§ **Textabschnitt**
# Suche Schaltplanzeichner TreeCad



## TimoK (3 März 2011)

Hallo Zusammen,

ich bin auf der Suche nach einem Zeichner, der mir ca. 850 Seiten Schaltplan ( gebäudetechnische Anlagen, Verteilungen, MSR-Technik ) vom .dwg bzw. pdf in passende TreeCad-Dateien umzeichnet. Die Anlagen sind Baujahr 2009, allerdings wurde versäumt die Pläne im passenden Format einzufordern. Daher muss dies jetzt nachträglich geschehen.

Wer das machen kann oder eine Empfehlung hat, an wen ich mich wenden kann - immer her damit! 

Gruß
Timo


----------



## Nordischerjung (3 März 2011)

Frag doch mal den Hersteller http://www.treesoft.de/kontakt


----------



## Chräshe (4 März 2011)

Hallo Timo,

  handelt es sich um einen Plan mit 850 Seiten oder um viele kleine Pläne?
  Was ist das Ziel der Konvertierung?

§ **Aufgabenstellung A**
Sammle aus den Datensätzen jede Zeile, in der das Wort "water" vorkommt, und gib sie unverändert wieder.
Die Datensätze haben mit dem Forenthread nichts zu tun.

§ **Material zur Aufgabe**
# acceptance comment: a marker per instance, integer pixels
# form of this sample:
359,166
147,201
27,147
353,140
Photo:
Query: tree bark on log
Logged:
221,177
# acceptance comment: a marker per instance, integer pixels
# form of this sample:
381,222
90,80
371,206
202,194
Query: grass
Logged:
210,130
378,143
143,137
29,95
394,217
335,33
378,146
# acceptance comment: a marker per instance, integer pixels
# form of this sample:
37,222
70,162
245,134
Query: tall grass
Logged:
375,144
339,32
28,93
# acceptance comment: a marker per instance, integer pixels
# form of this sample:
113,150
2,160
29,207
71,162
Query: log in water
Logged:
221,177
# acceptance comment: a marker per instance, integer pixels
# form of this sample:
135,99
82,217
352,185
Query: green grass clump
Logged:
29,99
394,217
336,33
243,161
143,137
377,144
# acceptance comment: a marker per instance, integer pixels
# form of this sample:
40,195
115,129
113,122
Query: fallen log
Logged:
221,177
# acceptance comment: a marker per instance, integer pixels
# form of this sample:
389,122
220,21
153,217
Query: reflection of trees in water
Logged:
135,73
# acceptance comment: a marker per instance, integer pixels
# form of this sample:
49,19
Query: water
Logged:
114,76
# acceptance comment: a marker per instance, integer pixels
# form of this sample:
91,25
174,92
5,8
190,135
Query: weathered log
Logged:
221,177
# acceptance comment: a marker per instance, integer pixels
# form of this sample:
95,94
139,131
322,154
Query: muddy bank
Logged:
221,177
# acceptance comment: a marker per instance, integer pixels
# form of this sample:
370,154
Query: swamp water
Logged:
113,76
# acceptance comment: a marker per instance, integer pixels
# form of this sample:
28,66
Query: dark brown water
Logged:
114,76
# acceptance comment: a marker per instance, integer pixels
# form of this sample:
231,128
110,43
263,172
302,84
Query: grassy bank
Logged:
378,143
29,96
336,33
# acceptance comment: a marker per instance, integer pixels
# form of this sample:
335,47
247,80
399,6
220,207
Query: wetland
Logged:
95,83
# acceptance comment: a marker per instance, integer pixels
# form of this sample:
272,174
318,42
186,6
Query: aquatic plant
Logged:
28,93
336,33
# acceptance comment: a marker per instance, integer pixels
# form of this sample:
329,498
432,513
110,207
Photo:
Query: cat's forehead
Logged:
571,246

§ **Aufgabenstellung B**
Beantworte zum Forenthread über die TreeCad-Umzeichnung diese Fragen:
(i) Wie viele Seiten Schaltplan sollen umgezeichnet werden?
(ii) Welches Baujahr haben die Anlagen?
(iii) An wen soll sich Timo laut Nordischerjung wenden?

§ **Schriftliche Antwort A**
Query: log in water
Query: reflection of trees in water
Query: water
Query: swamp water
Query: dark brown water

§ **Schriftliche Antwort B**
(i) Ca. 850 Seiten.
(ii) 2009.
(iii) An den Hersteller.